Task objective = Reproduce all of the records below character for character, leaving out the pictures.

Segment Start: Dataset extract

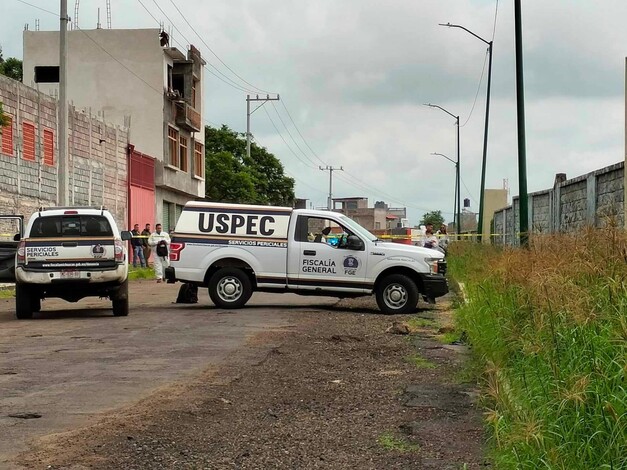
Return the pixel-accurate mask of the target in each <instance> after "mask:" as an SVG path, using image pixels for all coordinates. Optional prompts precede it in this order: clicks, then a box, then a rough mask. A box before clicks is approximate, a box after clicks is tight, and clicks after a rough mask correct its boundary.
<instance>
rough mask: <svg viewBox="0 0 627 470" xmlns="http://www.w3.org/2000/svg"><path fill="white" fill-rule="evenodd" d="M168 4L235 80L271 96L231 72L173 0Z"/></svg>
mask: <svg viewBox="0 0 627 470" xmlns="http://www.w3.org/2000/svg"><path fill="white" fill-rule="evenodd" d="M170 3H171V4H172V5H173V6H174V8H175V9H176V11H178V12H179V15H181V18H183V21H185V23H187V26H189V27H190V29H191V30H192V31H193V32H194V34H196V36H198V38H199V39H200V41H201V42H202V43H203V44H204V45H205V47H206V48H207V49H208V50H209V52H211V53H212V54H213V55H214V57H215V58H216V59H218V60H219V61H220V63H221V64H222V65H224V67H226V68H227V69H228V70H229V71H230V72H231V73H232V74H233V75H235V76H236V77H237V78H239V79H240V80H241V81H242V82H244V83H245V84H247V85H249V86H251V87H253V88H254V89H255V90H258V92H261V93H267V94H273V93H271V92H269V91H267V90H263V89H261V88H259V87H256V86H255V85H253V84H252V83H250V82H248V81H247V80H246V79H244V78H243V77H242V76H240V75H239V74H238V73H237V72H235V70H233V69H232V68H231V67H229V66H228V65H227V64H226V62H224V61H223V60H222V59H221V58H220V57H219V56H218V55H217V54H216V53H215V52H214V51H213V49H212V48H211V47H210V46H209V44H207V42H206V41H205V40H204V39H203V38H202V36H201V35H200V34H198V32H197V31H196V29H194V27H193V26H192V25H191V24H190V22H189V21H187V18H186V17H185V15H184V14H183V12H181V10H180V9H179V7H177V6H176V3H174V0H170Z"/></svg>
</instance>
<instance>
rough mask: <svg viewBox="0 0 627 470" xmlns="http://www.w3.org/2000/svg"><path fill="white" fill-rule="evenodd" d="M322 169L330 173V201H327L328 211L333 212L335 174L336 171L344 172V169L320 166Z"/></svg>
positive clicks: (328, 200)
mask: <svg viewBox="0 0 627 470" xmlns="http://www.w3.org/2000/svg"><path fill="white" fill-rule="evenodd" d="M318 168H320V169H321V170H322V171H328V172H329V200H328V201H327V210H329V211H330V210H331V208H332V207H333V172H334V171H344V168H342V167H339V168H333V167H332V166H329V165H327V166H320V167H318Z"/></svg>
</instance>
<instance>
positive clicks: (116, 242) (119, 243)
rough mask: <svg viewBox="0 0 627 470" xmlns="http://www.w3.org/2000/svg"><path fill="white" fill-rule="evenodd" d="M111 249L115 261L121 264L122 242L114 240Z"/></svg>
mask: <svg viewBox="0 0 627 470" xmlns="http://www.w3.org/2000/svg"><path fill="white" fill-rule="evenodd" d="M113 249H114V250H115V261H116V262H118V263H123V262H124V261H125V260H124V243H123V242H122V240H116V241H115V247H114V248H113Z"/></svg>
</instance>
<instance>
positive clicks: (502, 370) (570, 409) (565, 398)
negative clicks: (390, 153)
mask: <svg viewBox="0 0 627 470" xmlns="http://www.w3.org/2000/svg"><path fill="white" fill-rule="evenodd" d="M625 253H627V235H626V234H625V233H624V232H618V231H616V230H613V229H607V230H594V231H592V230H591V231H584V232H582V233H580V234H577V235H576V236H570V235H560V236H543V237H542V238H536V239H533V240H532V244H531V247H530V248H529V249H528V250H522V249H510V248H507V249H497V248H494V247H490V246H480V245H470V244H464V246H463V247H459V248H453V249H452V251H451V252H450V255H449V256H448V259H449V267H450V273H451V275H452V276H454V277H455V278H456V279H457V280H458V281H461V282H464V285H465V286H466V292H467V296H468V302H467V303H466V304H465V305H461V306H460V307H459V309H458V310H457V312H456V313H457V315H456V321H457V328H458V330H459V331H465V332H466V334H467V337H468V340H469V342H470V344H471V346H472V351H473V354H474V356H475V358H474V359H475V360H476V361H477V363H478V364H479V365H480V366H481V373H480V376H479V379H480V381H481V384H482V386H483V391H484V396H485V399H484V403H485V417H486V425H487V427H488V429H489V431H490V434H491V439H490V442H491V455H492V458H493V460H494V463H495V467H496V468H498V469H512V470H513V469H563V470H588V469H605V470H613V469H616V470H618V469H625V468H627V377H626V376H627V264H626V263H625V257H624V256H625Z"/></svg>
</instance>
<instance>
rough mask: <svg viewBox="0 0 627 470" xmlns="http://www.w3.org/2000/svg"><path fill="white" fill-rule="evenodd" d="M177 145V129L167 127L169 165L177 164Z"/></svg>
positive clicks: (177, 165)
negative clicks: (167, 131)
mask: <svg viewBox="0 0 627 470" xmlns="http://www.w3.org/2000/svg"><path fill="white" fill-rule="evenodd" d="M178 147H179V131H177V130H176V129H174V128H173V127H168V149H169V154H170V165H172V166H176V167H178V166H179V157H178Z"/></svg>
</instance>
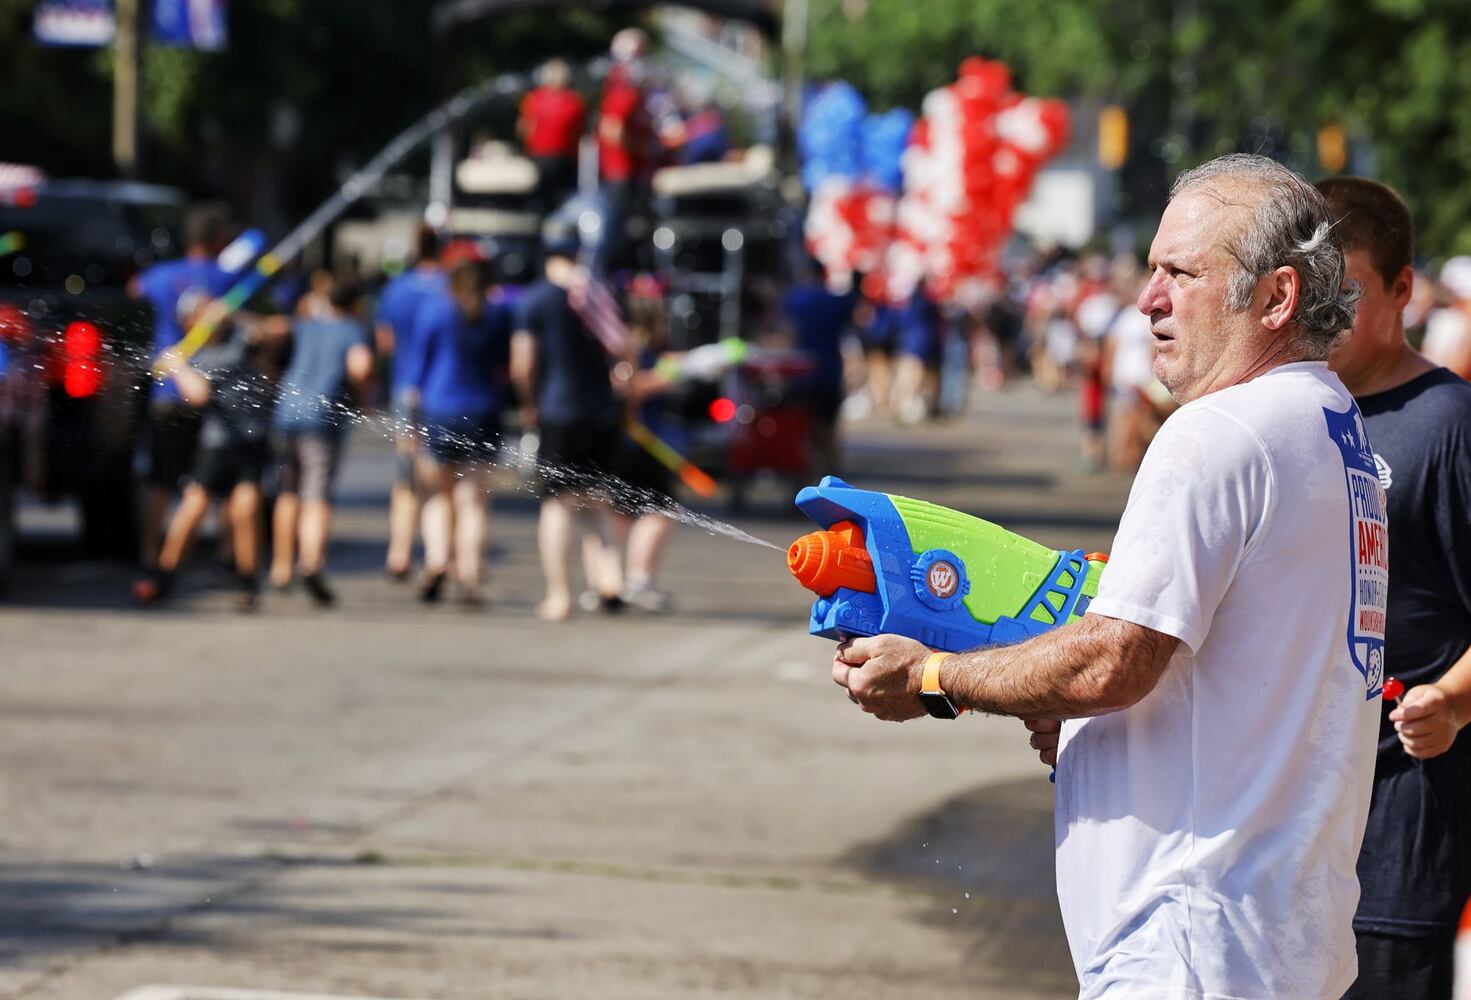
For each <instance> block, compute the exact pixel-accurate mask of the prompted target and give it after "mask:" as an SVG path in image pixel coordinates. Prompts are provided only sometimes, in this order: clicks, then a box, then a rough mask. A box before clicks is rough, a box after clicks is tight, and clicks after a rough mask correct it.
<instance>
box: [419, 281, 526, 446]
mask: <svg viewBox="0 0 1471 1000" xmlns="http://www.w3.org/2000/svg"><path fill="white" fill-rule="evenodd" d="M413 350H416V351H422V365H418V363H416V371H419V378H418V390H419V409H422V410H424V415H425V416H427V418H428V419H431V421H434V422H449V421H459V419H465V418H469V419H485V418H490V416H493V415H496V413H499V412H500V409H502V406H503V401H505V387H506V372H507V368H509V365H510V309H509V306H503V304H499V303H488V301H487V303H485V307H484V309H482V310H481V313H480V318H478V319H477V321H474V322H471V321H468V319H465V315H463V313H462V312H460V310H459V306H456V304H455V300H453V299H449V297H443V299H434V300H431V301H427V303H425V304H424V306H422V309H421V310H419V318H418V322H416V324H415V326H413Z"/></svg>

Segment End: Dataset extract

Result for this exercise =
Return the pixel-accurate mask of the target in each <instance> after "mask:" as an SVG path, using image pixels for all coordinates. Optional prompts precede it in this order: clicks, then a box, then a rough mask. A box before clicks is approximate, a box after clicks is tight, and clicks after a rough mask correct its boundary.
<instance>
rough mask: <svg viewBox="0 0 627 470" xmlns="http://www.w3.org/2000/svg"><path fill="white" fill-rule="evenodd" d="M168 4L235 80L271 96L231 72L173 0Z"/></svg>
mask: <svg viewBox="0 0 627 470" xmlns="http://www.w3.org/2000/svg"><path fill="white" fill-rule="evenodd" d="M170 3H171V4H172V5H173V6H174V8H175V9H176V11H178V12H179V15H181V18H183V21H185V23H187V26H189V27H190V29H191V30H192V31H193V32H194V34H196V36H198V38H199V39H200V41H201V42H202V43H203V44H204V45H205V47H206V48H207V49H208V50H209V52H211V53H212V54H213V55H214V57H215V58H216V59H218V60H219V61H220V63H221V64H222V65H224V67H226V68H227V69H228V70H229V71H230V72H231V73H232V74H233V75H235V76H236V77H237V78H239V79H240V80H241V81H242V82H244V83H245V84H247V85H249V86H251V87H253V88H254V89H255V90H258V92H261V93H267V94H273V93H271V92H269V91H267V90H263V89H261V88H259V87H256V86H255V85H253V84H252V83H250V82H248V81H247V80H246V79H244V78H243V77H242V76H240V75H239V74H238V73H237V72H235V70H233V69H232V68H231V67H229V66H228V65H227V64H226V62H224V61H223V60H222V59H221V58H220V57H219V56H218V55H217V54H216V53H215V52H214V51H213V49H212V48H211V47H210V46H209V44H207V42H206V41H205V40H204V39H203V38H202V36H201V35H200V34H198V32H197V31H196V29H194V27H193V26H192V25H191V24H190V22H189V21H187V18H186V17H185V15H184V14H183V12H181V10H180V9H179V7H177V6H176V3H174V0H170Z"/></svg>
</instance>
<instance>
rough mask: <svg viewBox="0 0 627 470" xmlns="http://www.w3.org/2000/svg"><path fill="white" fill-rule="evenodd" d="M322 169L330 173V201H327L328 211L333 212L335 174L336 171L344 172V169L320 166Z"/></svg>
positive clicks: (328, 200)
mask: <svg viewBox="0 0 627 470" xmlns="http://www.w3.org/2000/svg"><path fill="white" fill-rule="evenodd" d="M318 168H320V169H321V170H322V171H328V172H329V200H328V201H327V210H329V211H330V210H331V208H332V207H333V172H334V171H344V168H342V167H339V168H333V167H332V166H329V165H327V166H320V167H318Z"/></svg>
</instance>
<instance>
positive clicks: (116, 242) (119, 243)
rough mask: <svg viewBox="0 0 627 470" xmlns="http://www.w3.org/2000/svg"><path fill="white" fill-rule="evenodd" d="M111 249L115 261L121 264L122 242L114 240Z"/></svg>
mask: <svg viewBox="0 0 627 470" xmlns="http://www.w3.org/2000/svg"><path fill="white" fill-rule="evenodd" d="M113 249H114V250H115V261H116V262H118V263H123V262H124V261H125V260H124V243H123V242H122V240H116V241H115V247H114V248H113Z"/></svg>
</instance>
<instance>
positive clicks: (502, 370) (570, 409) (565, 398)
negative clicks: (390, 153)
mask: <svg viewBox="0 0 627 470" xmlns="http://www.w3.org/2000/svg"><path fill="white" fill-rule="evenodd" d="M625 253H627V235H626V234H625V233H624V232H618V231H616V230H613V229H607V230H594V231H592V230H591V231H584V232H582V233H580V234H577V235H576V236H570V235H560V236H543V237H542V238H536V239H533V240H532V244H531V247H530V248H529V249H528V250H522V249H510V248H507V249H497V248H494V247H490V246H480V245H470V244H464V246H463V247H459V248H453V249H452V251H451V252H450V255H449V256H448V259H449V267H450V273H451V275H452V276H454V277H455V278H456V279H457V280H458V281H461V282H464V285H465V286H466V292H467V296H468V302H467V303H466V304H465V305H461V306H460V307H459V309H458V310H457V312H456V313H457V315H456V321H457V328H458V330H459V331H465V332H466V334H467V337H468V340H469V342H470V344H471V346H472V351H473V354H474V356H475V358H474V359H475V360H476V361H477V363H478V364H479V365H480V366H481V373H480V376H479V379H480V381H481V384H482V386H483V391H484V396H485V399H484V403H485V417H486V425H487V427H488V429H489V431H490V434H491V439H490V442H491V455H492V458H493V460H494V463H495V467H496V468H498V469H512V470H513V469H563V470H588V469H605V470H613V469H616V470H618V469H625V468H627V377H626V376H627V264H626V263H625V257H624V256H625Z"/></svg>
</instance>
<instance>
rough mask: <svg viewBox="0 0 627 470" xmlns="http://www.w3.org/2000/svg"><path fill="white" fill-rule="evenodd" d="M177 145V129L167 127L169 165L177 164Z"/></svg>
positive clicks: (177, 165)
negative clicks: (167, 131)
mask: <svg viewBox="0 0 627 470" xmlns="http://www.w3.org/2000/svg"><path fill="white" fill-rule="evenodd" d="M178 147H179V131H177V130H176V129H174V128H173V127H168V149H169V154H170V165H172V166H176V167H178V166H179V157H178Z"/></svg>
</instance>
For each <instance> block, compute the exact pixel-accurate mask of the prompted target and give it after "mask:" as an SVG path in image pixel coordinates. Prompts are provided only sometimes, in this order: clicks, then a box, then a rough mask. A box before clicks is rough, a box after clicks is tight, and clicks after a rough mask correct it.
<instance>
box: [419, 281, 526, 446]
mask: <svg viewBox="0 0 1471 1000" xmlns="http://www.w3.org/2000/svg"><path fill="white" fill-rule="evenodd" d="M413 350H416V351H422V365H418V363H416V371H419V378H418V390H419V409H422V410H424V415H425V416H427V418H428V419H431V421H434V422H449V421H459V419H465V418H469V419H485V418H490V416H493V415H496V413H499V412H500V409H502V406H503V401H505V387H506V372H507V368H509V365H510V309H509V306H503V304H499V303H488V301H487V303H485V307H484V309H482V310H481V313H480V318H478V319H477V321H474V322H471V321H468V319H465V315H463V313H462V312H460V310H459V306H456V304H455V300H453V299H449V297H443V299H434V300H431V301H427V303H425V304H424V306H422V309H421V310H419V318H418V322H416V324H415V326H413Z"/></svg>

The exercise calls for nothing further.